Jones and his son, Stephen, held a 45-minute news conference on Thursday night trying to justify the move.

“This was a move to get us successful in the playoffs,” Jones said. “It was a deliberate move, a well-thought-out move to make this happen.”

Jerry Jones explains why the Dallas Cowboys traded Micah Parsons to the Green Bay Packers.

“We’ve gained a Pro Bowl player [in an area the Cowboys had concerns in].”

“We need to stop the run. We haven’t been able to stop the run at key times for several years.”🏈🎙️ #NFL pic.twitter.com/P9r8ZFKxK2

— Awful Announcing (@awfulannouncing) August 28, 2025

Except none of Jones’s explanations hold up to much scrutiny.

Jones claimed that this trade was about improving the Cowboys’ run defense, which ranked 29th last year and allowed a league-high 25 touchdowns. Yes, Clark is a three-time Pro Bowler, but is Jones trying to sell us that Parsons was the problem? If Jones was truly concerned about the run defense, he had March to June to address it. It’s hard to see how trading Parsons in late August will benefit the 2025 Cowboys.

Data section
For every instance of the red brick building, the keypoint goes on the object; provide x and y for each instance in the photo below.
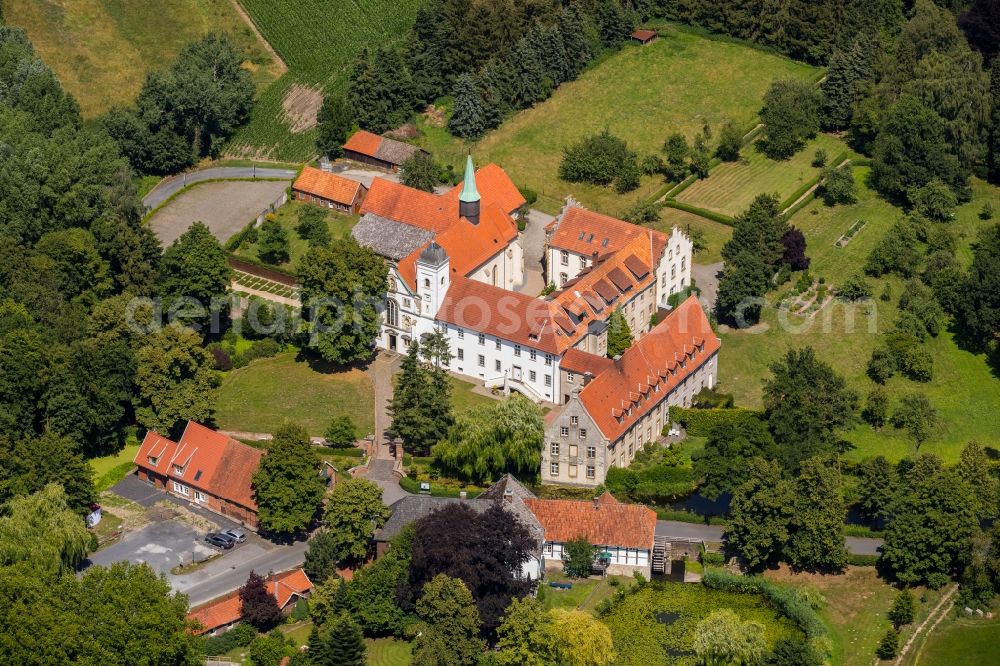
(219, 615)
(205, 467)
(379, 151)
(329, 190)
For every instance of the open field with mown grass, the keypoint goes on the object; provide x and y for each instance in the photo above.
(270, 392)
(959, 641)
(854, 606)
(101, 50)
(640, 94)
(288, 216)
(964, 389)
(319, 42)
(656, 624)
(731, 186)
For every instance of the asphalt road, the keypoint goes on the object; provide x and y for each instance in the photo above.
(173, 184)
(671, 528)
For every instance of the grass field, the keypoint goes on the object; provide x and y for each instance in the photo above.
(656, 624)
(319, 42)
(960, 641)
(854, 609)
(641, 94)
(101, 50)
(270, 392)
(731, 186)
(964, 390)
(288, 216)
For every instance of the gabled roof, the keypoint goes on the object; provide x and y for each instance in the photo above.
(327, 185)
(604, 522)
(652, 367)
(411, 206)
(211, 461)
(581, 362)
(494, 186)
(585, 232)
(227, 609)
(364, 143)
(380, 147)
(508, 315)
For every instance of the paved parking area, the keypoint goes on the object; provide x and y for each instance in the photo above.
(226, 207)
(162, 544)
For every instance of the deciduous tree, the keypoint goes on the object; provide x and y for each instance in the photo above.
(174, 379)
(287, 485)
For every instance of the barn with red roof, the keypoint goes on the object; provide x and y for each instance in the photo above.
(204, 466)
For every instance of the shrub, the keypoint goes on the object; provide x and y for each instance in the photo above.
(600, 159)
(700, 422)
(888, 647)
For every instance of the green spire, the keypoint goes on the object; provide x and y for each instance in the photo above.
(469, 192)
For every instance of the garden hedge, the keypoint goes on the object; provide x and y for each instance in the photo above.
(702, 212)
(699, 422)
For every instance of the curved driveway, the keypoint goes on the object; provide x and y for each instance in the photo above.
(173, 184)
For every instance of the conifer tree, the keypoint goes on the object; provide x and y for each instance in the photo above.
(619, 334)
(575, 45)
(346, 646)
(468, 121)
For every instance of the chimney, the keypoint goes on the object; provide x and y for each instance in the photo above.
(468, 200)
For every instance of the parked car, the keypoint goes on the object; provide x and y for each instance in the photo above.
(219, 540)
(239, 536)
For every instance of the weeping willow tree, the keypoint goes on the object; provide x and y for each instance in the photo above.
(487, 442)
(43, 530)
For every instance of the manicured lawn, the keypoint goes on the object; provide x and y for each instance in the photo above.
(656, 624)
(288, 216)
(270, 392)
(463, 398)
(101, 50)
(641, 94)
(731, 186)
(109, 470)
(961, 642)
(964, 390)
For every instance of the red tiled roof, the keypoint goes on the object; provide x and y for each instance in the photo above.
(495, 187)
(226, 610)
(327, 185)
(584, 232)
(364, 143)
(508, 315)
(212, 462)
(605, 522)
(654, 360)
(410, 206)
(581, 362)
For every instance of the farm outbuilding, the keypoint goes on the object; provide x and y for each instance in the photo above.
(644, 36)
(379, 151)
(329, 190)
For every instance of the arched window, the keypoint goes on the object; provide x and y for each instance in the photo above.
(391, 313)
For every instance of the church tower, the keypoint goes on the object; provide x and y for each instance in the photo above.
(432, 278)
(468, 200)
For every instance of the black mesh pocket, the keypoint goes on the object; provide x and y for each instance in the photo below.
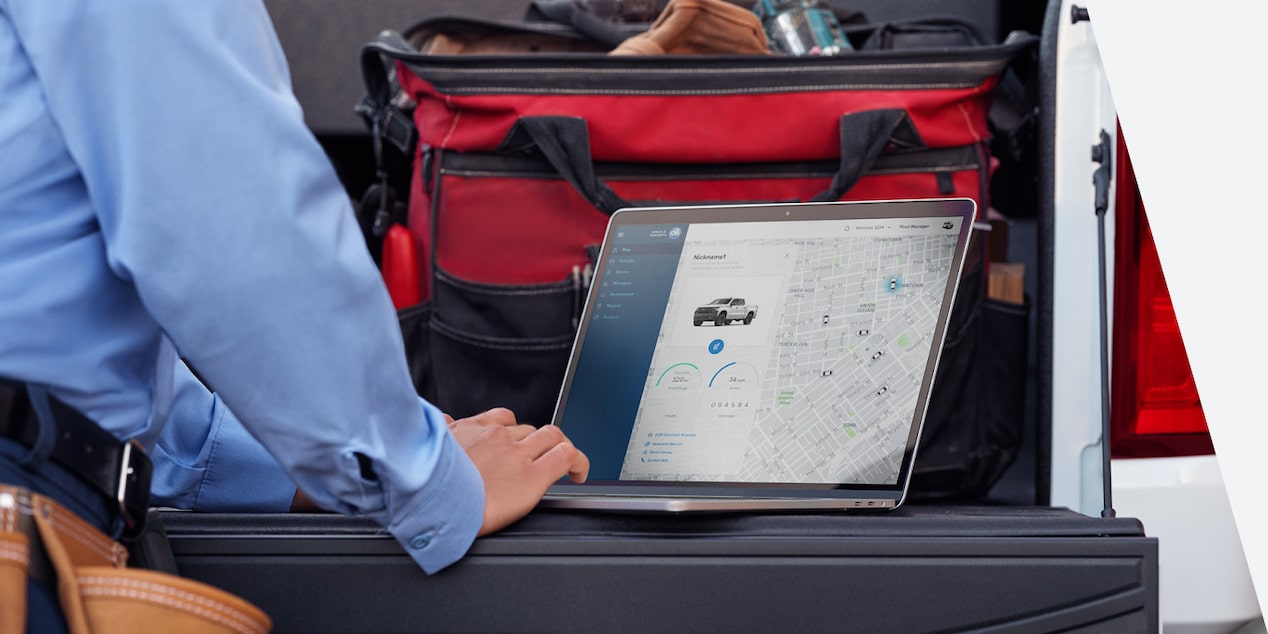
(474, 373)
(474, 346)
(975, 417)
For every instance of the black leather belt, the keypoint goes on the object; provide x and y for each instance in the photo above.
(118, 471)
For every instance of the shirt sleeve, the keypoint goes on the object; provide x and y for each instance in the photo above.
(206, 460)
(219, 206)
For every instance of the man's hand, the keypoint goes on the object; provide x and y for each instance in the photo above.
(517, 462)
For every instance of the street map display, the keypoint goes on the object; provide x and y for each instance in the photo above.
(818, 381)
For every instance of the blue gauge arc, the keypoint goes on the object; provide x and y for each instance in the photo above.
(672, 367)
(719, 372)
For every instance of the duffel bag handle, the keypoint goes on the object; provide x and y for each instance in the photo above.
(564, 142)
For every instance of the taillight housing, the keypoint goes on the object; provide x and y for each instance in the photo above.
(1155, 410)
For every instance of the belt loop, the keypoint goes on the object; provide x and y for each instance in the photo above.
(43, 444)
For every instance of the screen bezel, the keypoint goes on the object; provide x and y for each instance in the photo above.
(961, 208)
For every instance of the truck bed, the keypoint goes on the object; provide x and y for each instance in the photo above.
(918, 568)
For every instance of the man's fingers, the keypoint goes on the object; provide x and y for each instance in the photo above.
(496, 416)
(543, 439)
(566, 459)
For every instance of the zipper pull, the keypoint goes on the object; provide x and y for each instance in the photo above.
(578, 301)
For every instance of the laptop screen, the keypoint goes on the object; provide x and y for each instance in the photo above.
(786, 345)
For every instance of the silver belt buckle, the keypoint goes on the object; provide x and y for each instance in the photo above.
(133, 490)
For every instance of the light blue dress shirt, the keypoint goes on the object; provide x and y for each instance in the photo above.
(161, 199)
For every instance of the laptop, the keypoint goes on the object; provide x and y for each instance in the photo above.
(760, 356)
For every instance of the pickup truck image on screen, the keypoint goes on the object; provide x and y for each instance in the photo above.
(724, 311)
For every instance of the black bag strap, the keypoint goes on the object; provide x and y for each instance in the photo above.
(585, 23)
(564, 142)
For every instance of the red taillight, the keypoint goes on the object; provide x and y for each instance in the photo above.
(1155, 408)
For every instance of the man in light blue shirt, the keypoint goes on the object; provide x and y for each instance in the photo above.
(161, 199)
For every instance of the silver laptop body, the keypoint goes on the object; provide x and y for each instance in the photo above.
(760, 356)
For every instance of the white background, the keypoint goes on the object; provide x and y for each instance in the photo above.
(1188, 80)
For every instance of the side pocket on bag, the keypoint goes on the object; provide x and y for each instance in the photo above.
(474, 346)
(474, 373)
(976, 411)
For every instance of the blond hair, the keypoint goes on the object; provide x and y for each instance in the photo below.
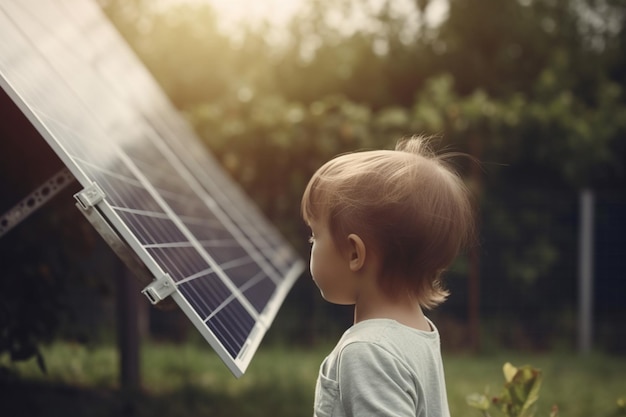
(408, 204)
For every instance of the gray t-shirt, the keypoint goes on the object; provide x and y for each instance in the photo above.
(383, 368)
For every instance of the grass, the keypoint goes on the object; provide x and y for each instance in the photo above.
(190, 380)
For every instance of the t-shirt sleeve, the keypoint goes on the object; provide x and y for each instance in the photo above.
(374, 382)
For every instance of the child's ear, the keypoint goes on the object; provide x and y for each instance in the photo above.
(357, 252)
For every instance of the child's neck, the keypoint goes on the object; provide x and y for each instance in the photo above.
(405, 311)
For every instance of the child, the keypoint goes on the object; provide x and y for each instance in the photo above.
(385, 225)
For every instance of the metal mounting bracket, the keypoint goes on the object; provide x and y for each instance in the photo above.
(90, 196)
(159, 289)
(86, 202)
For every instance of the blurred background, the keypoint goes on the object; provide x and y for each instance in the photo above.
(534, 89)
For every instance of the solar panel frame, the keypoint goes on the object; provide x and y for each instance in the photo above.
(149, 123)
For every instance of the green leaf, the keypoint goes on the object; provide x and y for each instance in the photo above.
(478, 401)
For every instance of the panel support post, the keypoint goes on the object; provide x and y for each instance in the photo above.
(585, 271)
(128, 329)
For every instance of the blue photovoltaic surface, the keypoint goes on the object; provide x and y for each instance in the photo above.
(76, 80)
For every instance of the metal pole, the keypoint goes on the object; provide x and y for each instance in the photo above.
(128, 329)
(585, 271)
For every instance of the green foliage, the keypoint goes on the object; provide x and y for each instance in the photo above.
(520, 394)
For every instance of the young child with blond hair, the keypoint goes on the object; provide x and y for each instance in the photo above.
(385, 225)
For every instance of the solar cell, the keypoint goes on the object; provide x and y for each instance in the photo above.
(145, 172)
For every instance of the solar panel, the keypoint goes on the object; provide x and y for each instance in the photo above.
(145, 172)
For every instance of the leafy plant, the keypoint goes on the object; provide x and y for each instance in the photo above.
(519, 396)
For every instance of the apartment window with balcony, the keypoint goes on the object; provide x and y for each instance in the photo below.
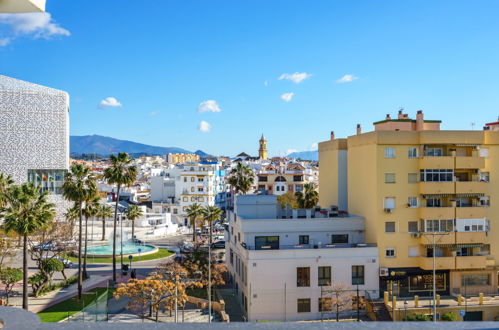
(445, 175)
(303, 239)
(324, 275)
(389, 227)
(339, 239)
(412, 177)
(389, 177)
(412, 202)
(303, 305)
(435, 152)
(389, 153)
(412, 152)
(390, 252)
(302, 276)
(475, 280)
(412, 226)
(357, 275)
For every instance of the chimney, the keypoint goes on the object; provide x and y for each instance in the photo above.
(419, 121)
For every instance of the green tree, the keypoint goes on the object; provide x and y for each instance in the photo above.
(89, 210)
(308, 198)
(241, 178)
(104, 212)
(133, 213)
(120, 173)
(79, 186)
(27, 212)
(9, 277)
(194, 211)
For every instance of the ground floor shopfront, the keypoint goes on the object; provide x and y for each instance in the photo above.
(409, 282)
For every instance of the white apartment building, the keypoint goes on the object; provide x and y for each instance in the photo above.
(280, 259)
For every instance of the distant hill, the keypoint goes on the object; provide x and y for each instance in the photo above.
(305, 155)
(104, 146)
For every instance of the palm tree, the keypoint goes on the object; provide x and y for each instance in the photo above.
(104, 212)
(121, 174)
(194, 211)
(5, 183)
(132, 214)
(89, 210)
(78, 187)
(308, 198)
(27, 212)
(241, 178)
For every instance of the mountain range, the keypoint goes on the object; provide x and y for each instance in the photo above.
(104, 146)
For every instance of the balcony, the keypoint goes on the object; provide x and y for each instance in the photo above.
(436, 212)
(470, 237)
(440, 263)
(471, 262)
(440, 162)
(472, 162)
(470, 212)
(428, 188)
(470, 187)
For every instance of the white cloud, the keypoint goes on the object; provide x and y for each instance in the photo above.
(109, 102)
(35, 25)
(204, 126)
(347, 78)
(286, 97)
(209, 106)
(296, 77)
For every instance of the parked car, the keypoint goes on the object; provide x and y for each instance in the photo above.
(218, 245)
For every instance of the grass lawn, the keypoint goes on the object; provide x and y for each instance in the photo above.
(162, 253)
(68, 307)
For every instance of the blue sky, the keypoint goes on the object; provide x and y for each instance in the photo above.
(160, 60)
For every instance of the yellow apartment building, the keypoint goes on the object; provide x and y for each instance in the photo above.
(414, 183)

Exercise requirements
[1] In the passage on the Parsons trade, switch "run defense" to "rushing defense" and write out the text starting at "Jones claimed that" and ending at "the 2025 Cowboys.".
[2] According to the passage on the Parsons trade, where did the Cowboys' run defense rank last year?

The answers
[1]
Jones claimed that this trade was about improving the Cowboys’ rushing defense, which ranked 29th last year and allowed a league-high 25 touchdowns. Yes, Clark is a three-time Pro Bowler, but is Jones trying to sell us that Parsons was the problem? If Jones was truly concerned about the rushing defense, he had March to June to address it. It’s hard to see how trading Parsons in late August will benefit the 2025 Cowboys.

[2] 29th